# Exercise advice



## RebelT (Apr 21, 2015)

Boy has starting excercise highlighted just how unfit I am 

At the moment I'm walking up and down the stairs until I can't manage another flight.

Can't do proper pushups any more so am starting with wall pushups.

I've also read that exercise can push up your BG levels.

One of the hardest things is actually doing the exercise after so many years of inactivity.

Anyone have any advice, tips please.


----------



## Copepod (Apr 21, 2015)

Some useful resources for people with type 2 diabetes here: http://www.teambloodglucose.com/TeamBG/Type_2_Basics.html

You're doing the right things - setting challenges, increasing amount of exercise graduallly etc. 

Hopefully, you enjoy what you are doing? If not, then can you add something eg 

to monitor your times over 5km, try parkrun check www.parkrun.org.uk/events/events/ to see if there's one convenient to you for free timed runs [many people start by alternating running / jogging / walking] on Saturday mornings 
to increase distances on foot or bike, consider geocaching www.geocaching.com and / or photography and / or wildlife watching etc


to make walking / running more interesting, try orienteering - see http://www.britishorienteering.org.uk/ to search for your local club for events and club sessions and for permanent orienteering courses [POC] at parks etc


----------



## HOBIE (Apr 21, 2015)

RebelT said:


> Boy has starting excercise highlighted just how unfit I am
> 
> At the moment I'm walking up and down the stairs until I can't manage another flight.
> 
> ...



Good for YOU ! & well done for that attitude.  Every little helps & have a look back through this section & find things that takes your interest. Good luck


----------



## Northerner (Apr 21, 2015)

You might want to look into the 'Couch to 5k' plan:

http://www.nhs.uk/Livewell/c25k/Pages/couch-to-5k.aspx



Don't rush things and hurt yourself, but do try and do something every day


----------

> [INFORMATION SUPPLIED]
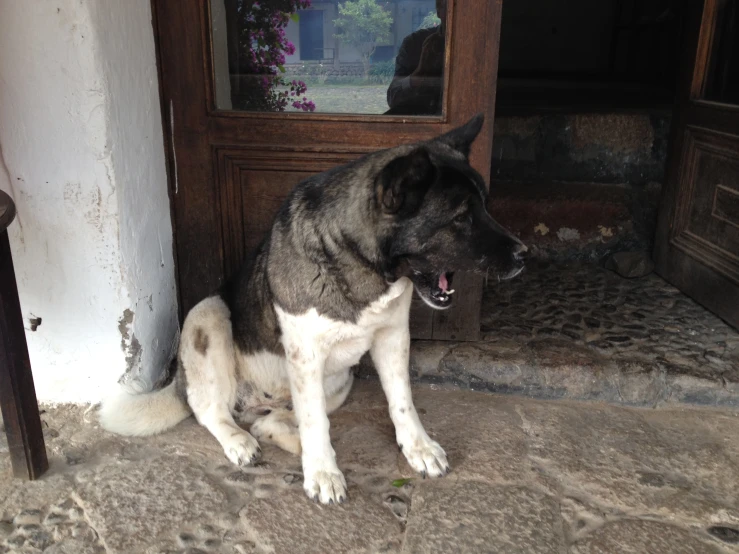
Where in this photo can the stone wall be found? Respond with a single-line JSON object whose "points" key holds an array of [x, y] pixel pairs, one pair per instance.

...

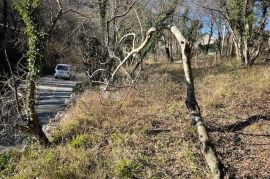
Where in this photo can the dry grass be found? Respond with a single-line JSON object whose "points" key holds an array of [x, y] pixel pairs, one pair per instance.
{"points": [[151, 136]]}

---

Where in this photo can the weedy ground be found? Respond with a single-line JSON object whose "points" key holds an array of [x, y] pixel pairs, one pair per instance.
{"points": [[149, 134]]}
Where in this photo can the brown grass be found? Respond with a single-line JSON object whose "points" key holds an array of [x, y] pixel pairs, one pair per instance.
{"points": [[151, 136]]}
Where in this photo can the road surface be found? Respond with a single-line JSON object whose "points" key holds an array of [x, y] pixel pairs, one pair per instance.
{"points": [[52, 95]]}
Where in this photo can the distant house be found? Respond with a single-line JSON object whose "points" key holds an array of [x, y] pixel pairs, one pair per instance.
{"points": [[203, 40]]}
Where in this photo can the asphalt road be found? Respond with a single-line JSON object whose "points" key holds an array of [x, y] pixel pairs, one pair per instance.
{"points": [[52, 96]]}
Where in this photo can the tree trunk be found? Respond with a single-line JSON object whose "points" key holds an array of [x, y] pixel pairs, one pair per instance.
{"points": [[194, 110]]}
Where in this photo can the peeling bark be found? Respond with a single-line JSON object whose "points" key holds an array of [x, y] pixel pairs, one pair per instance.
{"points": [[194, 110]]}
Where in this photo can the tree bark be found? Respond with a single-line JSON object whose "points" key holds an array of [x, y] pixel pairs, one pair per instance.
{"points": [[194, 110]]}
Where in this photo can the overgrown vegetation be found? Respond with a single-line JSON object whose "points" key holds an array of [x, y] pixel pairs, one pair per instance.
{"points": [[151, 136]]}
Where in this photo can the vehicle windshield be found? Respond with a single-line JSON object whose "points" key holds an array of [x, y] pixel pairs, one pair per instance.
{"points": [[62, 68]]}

> [PROBLEMS AND TASKS]
• A. For each statement below, answer yes or no according to the exercise advice thread, and quote the thread's deciding words exactly.
(i) RebelT has moved from proper pushups to wall pushups.
(ii) Copepod says the free parkrun timed runs take place on Sunday mornings.
(iii) Northerner recommends doing something every day.
• B. Please transcribe the part of the exercise advice thread that starts at the words "to monitor your" and ends after "HOBIE (Apr 21, 2015)".
The records have no connection to the exercise advice thread.

> [EXPECTED ANSWERS]
• A.
(i) Yes: "Can't do proper pushups any more so am starting with wall pushups."
(ii) No: "on Saturday mornings"
(iii) Yes: "do try and do something every day"

• B.
to monitor your times over 5km, try parkrun check www.parkrun.org.uk/events/events/ to see if there's one convenient to you for free timed runs [many people start by alternating running / jogging / walking] on Saturday mornings 
to increase distances on foot or bike, consider geocaching www.geocaching.com and / or photography and / or wildlife watching etc


to make walking / running more interesting, try orienteering - see http://www.britishorienteering.org.uk/ to search for your local club for events and club sessions and for permanent orienteering courses [POC] at parks etc


----------



## HOBIE (Apr 21, 2015)